[Saved entries]

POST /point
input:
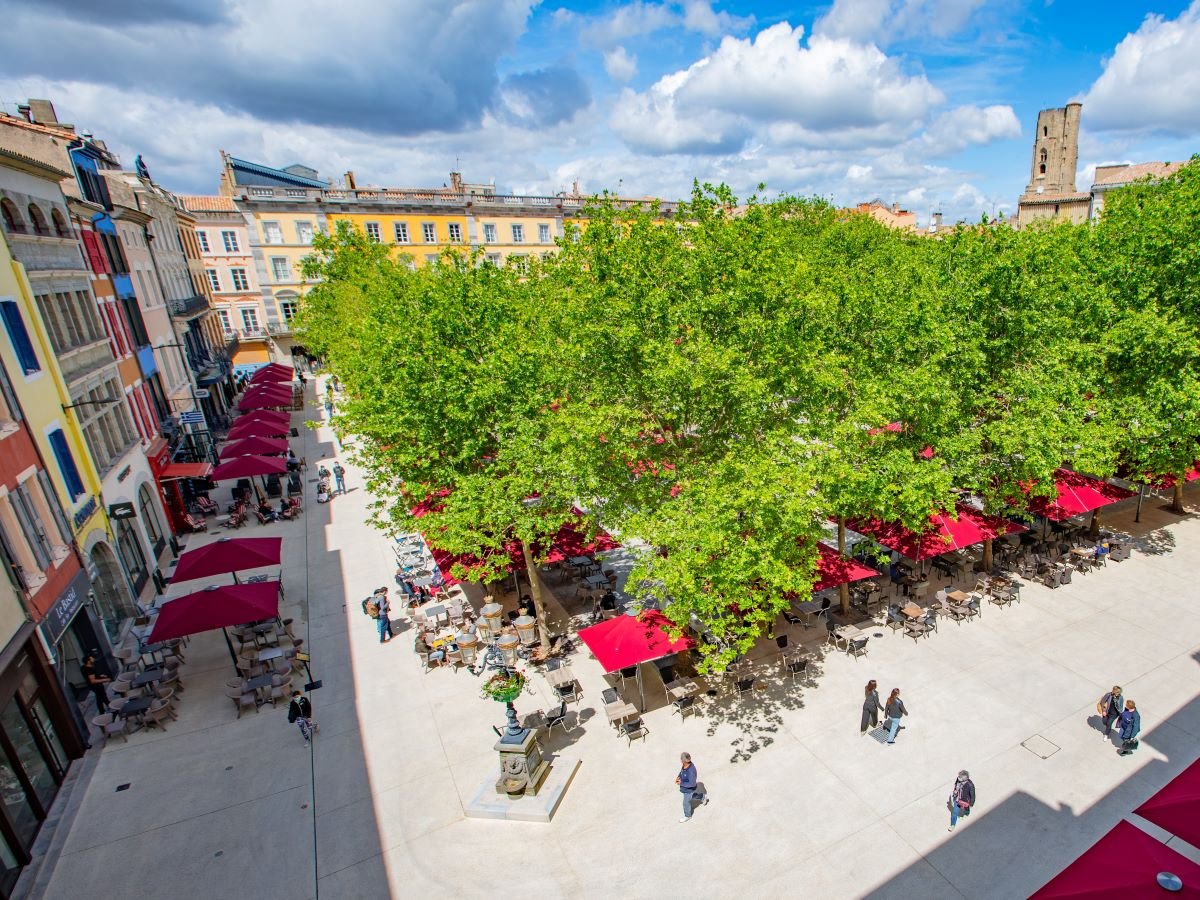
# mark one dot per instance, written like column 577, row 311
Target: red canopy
column 244, row 430
column 1077, row 495
column 228, row 555
column 216, row 607
column 253, row 447
column 1176, row 808
column 942, row 535
column 833, row 569
column 249, row 467
column 274, row 372
column 1122, row 865
column 629, row 640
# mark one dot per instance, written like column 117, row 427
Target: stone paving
column 801, row 803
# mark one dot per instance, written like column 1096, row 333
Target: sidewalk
column 801, row 804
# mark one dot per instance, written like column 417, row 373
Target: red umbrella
column 228, row 555
column 942, row 535
column 1077, row 495
column 274, row 372
column 833, row 569
column 217, row 606
column 1176, row 808
column 249, row 467
column 253, row 447
column 1122, row 865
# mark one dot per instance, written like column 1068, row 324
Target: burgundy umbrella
column 274, row 372
column 228, row 555
column 253, row 447
column 219, row 606
column 258, row 430
column 249, row 467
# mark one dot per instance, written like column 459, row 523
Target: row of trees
column 717, row 384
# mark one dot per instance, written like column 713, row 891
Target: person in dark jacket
column 871, row 707
column 961, row 798
column 1111, row 705
column 688, row 781
column 894, row 709
column 1131, row 727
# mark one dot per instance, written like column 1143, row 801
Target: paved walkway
column 801, row 803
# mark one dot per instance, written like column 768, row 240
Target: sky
column 928, row 103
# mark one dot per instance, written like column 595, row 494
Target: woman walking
column 894, row 709
column 961, row 798
column 871, row 707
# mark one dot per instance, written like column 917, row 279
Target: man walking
column 300, row 712
column 688, row 781
column 382, row 619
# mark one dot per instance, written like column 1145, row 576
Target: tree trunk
column 844, row 591
column 535, row 588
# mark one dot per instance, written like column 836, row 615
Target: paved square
column 801, row 803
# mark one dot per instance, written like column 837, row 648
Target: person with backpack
column 1131, row 727
column 961, row 798
column 1109, row 707
column 300, row 712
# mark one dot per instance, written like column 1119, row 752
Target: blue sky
column 925, row 102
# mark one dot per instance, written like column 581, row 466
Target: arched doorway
column 109, row 586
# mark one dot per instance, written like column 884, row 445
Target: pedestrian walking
column 1131, row 727
column 894, row 709
column 300, row 712
column 871, row 707
column 1110, row 707
column 689, row 786
column 96, row 682
column 382, row 619
column 961, row 798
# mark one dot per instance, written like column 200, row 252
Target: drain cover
column 1039, row 747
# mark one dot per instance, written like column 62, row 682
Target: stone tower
column 1055, row 151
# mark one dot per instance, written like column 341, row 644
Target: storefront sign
column 121, row 510
column 70, row 603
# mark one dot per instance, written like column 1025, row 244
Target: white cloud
column 621, row 65
column 805, row 93
column 885, row 21
column 1152, row 81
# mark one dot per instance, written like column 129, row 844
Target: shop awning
column 945, row 533
column 185, row 469
column 1176, row 808
column 1077, row 495
column 1122, row 865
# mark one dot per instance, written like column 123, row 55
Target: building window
column 19, row 337
column 66, row 463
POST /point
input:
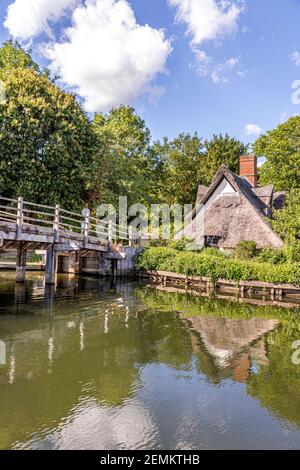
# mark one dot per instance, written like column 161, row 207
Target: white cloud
column 106, row 56
column 295, row 57
column 217, row 71
column 26, row 19
column 210, row 20
column 253, row 129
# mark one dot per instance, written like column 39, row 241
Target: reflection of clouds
column 97, row 428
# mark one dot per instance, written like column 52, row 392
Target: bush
column 182, row 244
column 246, row 250
column 293, row 252
column 203, row 264
column 270, row 255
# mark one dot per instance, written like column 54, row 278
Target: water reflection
column 97, row 365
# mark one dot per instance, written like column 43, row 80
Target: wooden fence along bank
column 243, row 289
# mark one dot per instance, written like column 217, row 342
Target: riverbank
column 217, row 266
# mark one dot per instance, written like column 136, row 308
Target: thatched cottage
column 235, row 208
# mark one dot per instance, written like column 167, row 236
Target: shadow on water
column 92, row 363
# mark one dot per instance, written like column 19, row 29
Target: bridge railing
column 60, row 222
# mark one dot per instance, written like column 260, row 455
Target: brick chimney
column 248, row 169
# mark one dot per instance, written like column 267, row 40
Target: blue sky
column 244, row 74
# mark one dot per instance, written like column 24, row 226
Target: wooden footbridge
column 29, row 226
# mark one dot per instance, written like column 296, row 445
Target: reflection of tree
column 277, row 384
column 87, row 351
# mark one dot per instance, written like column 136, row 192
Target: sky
column 211, row 66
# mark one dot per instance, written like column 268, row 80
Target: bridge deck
column 29, row 226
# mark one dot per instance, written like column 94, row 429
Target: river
column 92, row 364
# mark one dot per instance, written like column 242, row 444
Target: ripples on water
column 93, row 365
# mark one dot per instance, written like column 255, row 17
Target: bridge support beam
column 51, row 266
column 21, row 263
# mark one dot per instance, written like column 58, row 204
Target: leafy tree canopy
column 287, row 221
column 281, row 147
column 221, row 150
column 13, row 56
column 46, row 141
column 124, row 161
column 179, row 167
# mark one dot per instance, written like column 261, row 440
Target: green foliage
column 246, row 249
column 13, row 56
column 293, row 252
column 203, row 264
column 221, row 150
column 178, row 169
column 183, row 244
column 271, row 255
column 46, row 141
column 124, row 161
column 287, row 221
column 281, row 147
column 185, row 162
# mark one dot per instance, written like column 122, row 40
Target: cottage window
column 212, row 241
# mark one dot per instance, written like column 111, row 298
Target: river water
column 96, row 365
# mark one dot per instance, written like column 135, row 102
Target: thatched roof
column 238, row 216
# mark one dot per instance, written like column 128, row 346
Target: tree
column 13, row 56
column 124, row 162
column 287, row 221
column 221, row 150
column 46, row 141
column 281, row 147
column 178, row 169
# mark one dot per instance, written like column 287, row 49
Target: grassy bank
column 216, row 265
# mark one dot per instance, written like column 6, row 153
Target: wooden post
column 110, row 232
column 51, row 265
column 272, row 293
column 86, row 225
column 242, row 291
column 56, row 223
column 130, row 233
column 21, row 264
column 19, row 217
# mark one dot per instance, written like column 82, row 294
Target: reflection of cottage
column 232, row 344
column 235, row 208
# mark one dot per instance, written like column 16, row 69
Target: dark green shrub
column 214, row 267
column 293, row 252
column 271, row 255
column 246, row 249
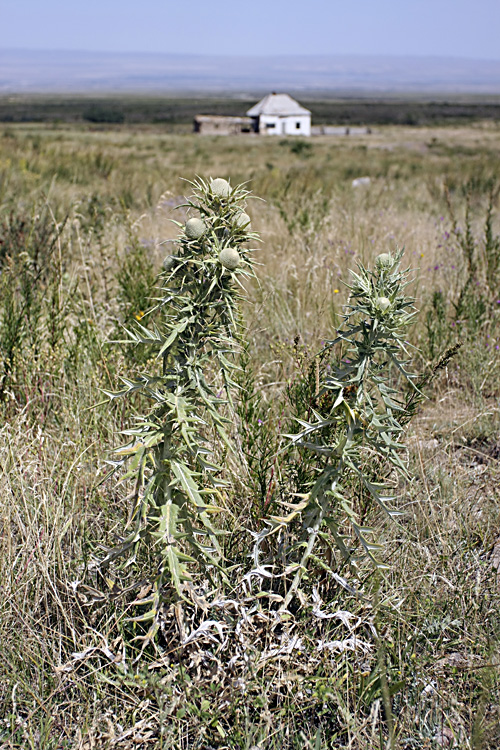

(Required task)
In all of the records above, substitute "place one point" for every "mark one dot" and change nothing else. Do not include the pictures in your answer.

(Written response)
POST /point
input:
# place one point per instance, written like column 577, row 311
Target: red canopy
column 244, row 430
column 1077, row 495
column 228, row 555
column 216, row 607
column 253, row 447
column 1176, row 808
column 942, row 535
column 833, row 569
column 249, row 467
column 274, row 372
column 1122, row 865
column 629, row 640
# place one point per instance, written like column 117, row 427
Target: stone paving
column 801, row 803
# place one point per instance, written like column 1096, row 333
Target: sidewalk
column 801, row 804
# place one point per instance, written like column 417, row 373
Target: red umbrella
column 228, row 555
column 942, row 535
column 1077, row 495
column 274, row 372
column 833, row 569
column 217, row 606
column 1176, row 808
column 249, row 467
column 253, row 447
column 1122, row 865
# place one point per instance, written like column 1068, row 324
Target: burgundy umbrella
column 274, row 372
column 228, row 555
column 253, row 447
column 219, row 606
column 258, row 430
column 249, row 467
# place one point per instance, written like column 459, row 523
Target: row of trees
column 717, row 384
# place one point per instance, written like column 713, row 891
Target: person in dark jacket
column 871, row 707
column 961, row 798
column 1111, row 705
column 688, row 781
column 894, row 709
column 1131, row 727
# place one point per instance, written like column 1143, row 801
Target: paved walkway
column 801, row 803
# place one point per instance, written like column 768, row 240
Target: sky
column 928, row 103
# place one point per instance, written like column 595, row 494
Target: woman walking
column 894, row 709
column 961, row 798
column 871, row 707
# place one point per instance, written like column 917, row 279
Target: man walking
column 300, row 712
column 688, row 781
column 382, row 619
# place one point per instance, written like column 1145, row 576
Target: tree trunk
column 844, row 591
column 535, row 588
# place one point per instance, written like column 836, row 615
Target: paved square
column 801, row 803
# place one point per instance, written like column 837, row 648
Target: person with backpack
column 1131, row 727
column 961, row 798
column 1109, row 707
column 300, row 712
# place one point per instance, written like column 1119, row 752
Target: blue sky
column 925, row 102
# place one point per instance, written like column 581, row 466
Target: arched doorway
column 109, row 586
# place one point per instance, written like column 884, row 445
Target: pedestrian walking
column 1131, row 727
column 894, row 709
column 300, row 712
column 871, row 707
column 1110, row 707
column 689, row 786
column 96, row 682
column 382, row 619
column 961, row 798
# place one point per instance, written like column 200, row 252
Target: drain cover
column 1039, row 747
# place one point per instance, written like column 62, row 682
Target: stone tower
column 1055, row 151
# place one point per instance, written like column 341, row 644
Target: storefront sign
column 121, row 510
column 70, row 603
# place one point per instance, written like column 1025, row 244
Target: white cloud
column 621, row 65
column 805, row 93
column 885, row 21
column 1152, row 81
# place one point per instance, written like column 129, row 844
Target: shop awning
column 945, row 533
column 185, row 469
column 1176, row 808
column 1077, row 495
column 1122, row 865
# place one point per instance, written like column 123, row 55
Target: building window
column 19, row 337
column 66, row 463
POST /point
input:
# place one point per instance, written like column 161, row 207
Target: white cloud
column 106, row 56
column 295, row 57
column 217, row 71
column 26, row 19
column 210, row 20
column 253, row 129
# place one point per instance, written like column 39, row 241
Target: reflection of clouds
column 97, row 428
# place one point per instance, written like column 52, row 392
Target: bush
column 182, row 244
column 246, row 250
column 293, row 252
column 203, row 264
column 270, row 255
# place one point per instance, written like column 54, row 278
Target: water reflection
column 97, row 365
# place one point per instance, written like column 43, row 80
Target: wooden fence along bank
column 243, row 289
# place one point per instance, written like column 217, row 342
Target: riverbank
column 217, row 266
# place one point per instance, written like column 136, row 308
Target: thatched cottage
column 235, row 208
# place one point per instance, written like column 167, row 236
Target: shadow on water
column 92, row 363
# place one point per instance, written like column 19, row 29
Target: bridge railing
column 60, row 222
# place one point per instance, written like column 260, row 455
Target: brick chimney
column 248, row 169
# place one point per instance, written like column 267, row 40
Target: blue sky
column 244, row 74
# place one point per instance, written like column 24, row 226
Target: wooden footbridge
column 29, row 226
# place one point per instance, written like column 296, row 445
Target: reflection of tree
column 277, row 384
column 87, row 351
# place one point per instance, written like column 136, row 192
Target: sky
column 211, row 66
# place one point per instance, written like column 268, row 80
Target: bridge deck
column 29, row 226
# place one point per instance, written like column 94, row 429
Target: river
column 92, row 364
# place one point per instance, written like column 242, row 444
Target: ripples on water
column 93, row 365
# place one point per instance, written like column 255, row 17
Target: bridge support beam
column 51, row 266
column 21, row 263
# place one point per instance, written like column 58, row 204
Target: leafy tree canopy
column 287, row 221
column 281, row 147
column 221, row 150
column 13, row 56
column 46, row 141
column 124, row 161
column 179, row 167
# place one point per instance, written like column 261, row 440
Target: green foliage
column 246, row 249
column 13, row 56
column 293, row 252
column 203, row 264
column 221, row 150
column 178, row 169
column 183, row 244
column 271, row 255
column 46, row 141
column 124, row 161
column 287, row 221
column 281, row 147
column 185, row 162
# place one point per instance, written like column 122, row 40
Target: cottage window
column 212, row 241
# place one point per instance, written like column 111, row 298
Target: river water
column 96, row 365
# place one point per instance, written like column 135, row 102
Target: thatched roof
column 238, row 216
# place one point per instance, written like column 128, row 346
Target: tree
column 13, row 56
column 124, row 162
column 287, row 221
column 221, row 150
column 46, row 141
column 281, row 147
column 178, row 169
# place one point per instance, written like column 287, row 49
Target: grassy bank
column 216, row 265
# place one point per instance, written like column 6, row 153
Target: wooden post
column 110, row 232
column 51, row 265
column 272, row 293
column 86, row 225
column 242, row 291
column 56, row 223
column 130, row 233
column 21, row 264
column 19, row 217
# place one point per instance, written like column 82, row 294
Target: reflection of cottage
column 232, row 344
column 235, row 208
# place one point per instance, written like column 16, row 69
Target: dark green shrub
column 214, row 267
column 293, row 252
column 271, row 255
column 246, row 249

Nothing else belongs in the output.